**Gestellte Aufgabe 1:** Welche Beispiele für Dinge, die man lieben kann, nennt der Textauszug im Abschnitt „Öffentlich lieben“?
**Gestellte Aufgabe 2:** Ordne die gesamte Auflistung als zweispaltige CSV mit den Spalten „Aufforderung“ und „Antwort“ an. Jede Zeile enthält einen Aufforderungstext und die zugehörige Antwort, jeweils in einem Feld in Anführungszeichen und mit Leerzeichen statt Zeilenumbrüchen.

**Textauszug:**
^^^^
Nicht immer selbst seine Wünsche bewirten mit kärglicher Kost.

Nicht immer feindlich nach allem fassen –

einmal sich alles gefallen lassen und wissen: Was geschieht, ist gut.“

 

Deine Haltung ist Deine Wirkung

  1. Alles Gute ist schon da
    Geh davon aus, dass ich Dir mit meinem Sinnen entgegenkomme. Du musst mich nirgendwo hinzerren. Du musst mich nicht überwältigen mit Beweisen. Die westliche Kultur will tendenziell in ihren Taten und Gedanken bekehren, überzeugen, oft auch überwältigen. Die meisten Schulbildungen und Eroberungen verlaufen so.
    Du musst meine empfangsbereiten Nerven nicht entern.
  2. Gesteh Dir zu manchmal armselig zu sein.
    Uns fällt nicht immer Großartiges ein. Unsere Halbherzigkeit wird umgeben von der anderen, der großen Gegenwart. Verlass Dich darauf – es ist versprochen. Du selbst hast bei anderen schon erlebt, wie aus halben Sachen unvermutet ganze wurden. Alle, die Dir zuhören, bringen ihre Erfahrung und ihren Geist ein. Sie ergänzen, was Dir fehlt – verlass Dich darauf.
  3. Öffentlich glauben
    Wenn Du etwas glaubst, sag es immer mal wieder. Viele Kolleginnen und Kollegen sprechen nicht gern über ihren eigenen Glauben. Aber ich möchte Dir dabei zusehen dürfen. Jetzt. Das bedingt, dass Du Dir klar bist über das, was Du selbst glaubst – neben oder unterhalb der richtigen Formeln, die Du beruflich vertreten musst.
    Es kann sein, dass Dich Dein Glaube in einem wahren Moment über das hinaus sprechen lässt, was Du selbst weißt. Schließ das nicht aus durch falsche Redlichkeit. Auch das ist authentisch. Christen leben davon, dass sie den Mund zu voll nehmen – aus gutem Grund. Du sollst nur wissen, dass ich Dir eher beim öffentlichen Glauben zuhöre als beim Erklären dessen, was man glauben kann.
  4. Öffentlich lieben
    Wenn Du etwas liebst (Hölderlin, Radfahren, Rumhängen oder Jesaja), zeig es mir. Ich werde vielleicht nicht lieben, was Du liebst, aber durch Deine Liebe werde ich froh. Sie zeigt mir, dass es sich lohnt etwas zu lieben.
^^^^
**Auflistung:**
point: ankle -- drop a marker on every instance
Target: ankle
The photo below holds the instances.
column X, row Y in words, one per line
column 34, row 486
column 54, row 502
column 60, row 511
^^^^
**Vollständige Antwort 1:** Hölderlin, Radfahren, Rumhängen und Jesaja.

**Vollständige Antwort 2:**
Aufforderung,Antwort
"point: ankle -- drop a marker on every instance Target: ankle The photo below holds the instances. column X, row Y in words, one per line","column 34, row 486 column 54, row 502 column 60, row 511"